Copy the lines below word for word, leaving out the pictures.
..............................
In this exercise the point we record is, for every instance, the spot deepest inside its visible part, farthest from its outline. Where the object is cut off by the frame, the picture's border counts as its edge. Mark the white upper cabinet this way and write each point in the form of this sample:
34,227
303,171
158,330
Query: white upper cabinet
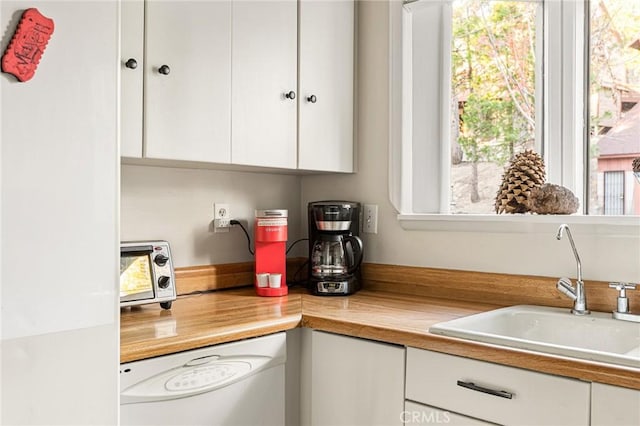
254,83
187,74
264,83
325,139
131,79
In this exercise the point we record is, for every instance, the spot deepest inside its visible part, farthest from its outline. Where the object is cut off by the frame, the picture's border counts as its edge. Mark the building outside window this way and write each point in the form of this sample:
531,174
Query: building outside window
560,77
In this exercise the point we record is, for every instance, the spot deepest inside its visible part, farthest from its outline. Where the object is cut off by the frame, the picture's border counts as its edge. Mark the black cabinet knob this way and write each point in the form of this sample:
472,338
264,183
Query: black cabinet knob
160,260
163,281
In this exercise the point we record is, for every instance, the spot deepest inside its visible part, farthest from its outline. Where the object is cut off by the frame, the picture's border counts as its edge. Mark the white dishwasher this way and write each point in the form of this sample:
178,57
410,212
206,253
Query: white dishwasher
233,384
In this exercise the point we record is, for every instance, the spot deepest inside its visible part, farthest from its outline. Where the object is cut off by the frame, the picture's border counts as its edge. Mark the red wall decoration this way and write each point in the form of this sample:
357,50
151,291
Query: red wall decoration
27,45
..............................
- **Written solution**:
In this exercise the point we record is, for every instance, the spot deepest inside its visible part, farthest from its outline. Where the object is cut off by the frame, the picture's border counts as its edge. Mark the white upper cabinet this way and write each point in the form of this sample:
34,227
303,171
158,330
Query: white upper cabinet
254,83
187,74
264,83
325,139
131,79
In this exercise the point we record is, for every instance, the spot deepest inside its visible part, farthest from its outline. Where the object is cut off by the frame, the picture's border counts as its edge. Mark the building outside window this way and write each point in the form of this sample:
531,174
Query: building outside window
560,77
In this exercise the point we record is, for every instance, the spot deepest inside its visible part, farthest from its outline. Where the object is cut off by the frame, the picture's border counts as its edge. Mark the black cabinet knob this way and write each point in the form of this sample:
472,338
264,183
Query: black cabinet knob
160,260
163,281
In this exercise the point we record is, for every instance, the spot deepest inside its visible part, farthest from its outline. Where the object is cut off by the frame, the picture's border counts as its edge. Mark the white dishwasher this way and write each point in the form of this sample:
178,57
410,212
206,253
Query: white dishwasher
233,384
In this exercise the point we record is, for every instance, the spot deepest inside its visible part, farthest from its outline. Where the object is cut off by the frame, the picture's border counts as its edge. Mark the red wall decoration this way and write each point in the form of this sample:
357,50
151,291
Query: red wall decoration
27,45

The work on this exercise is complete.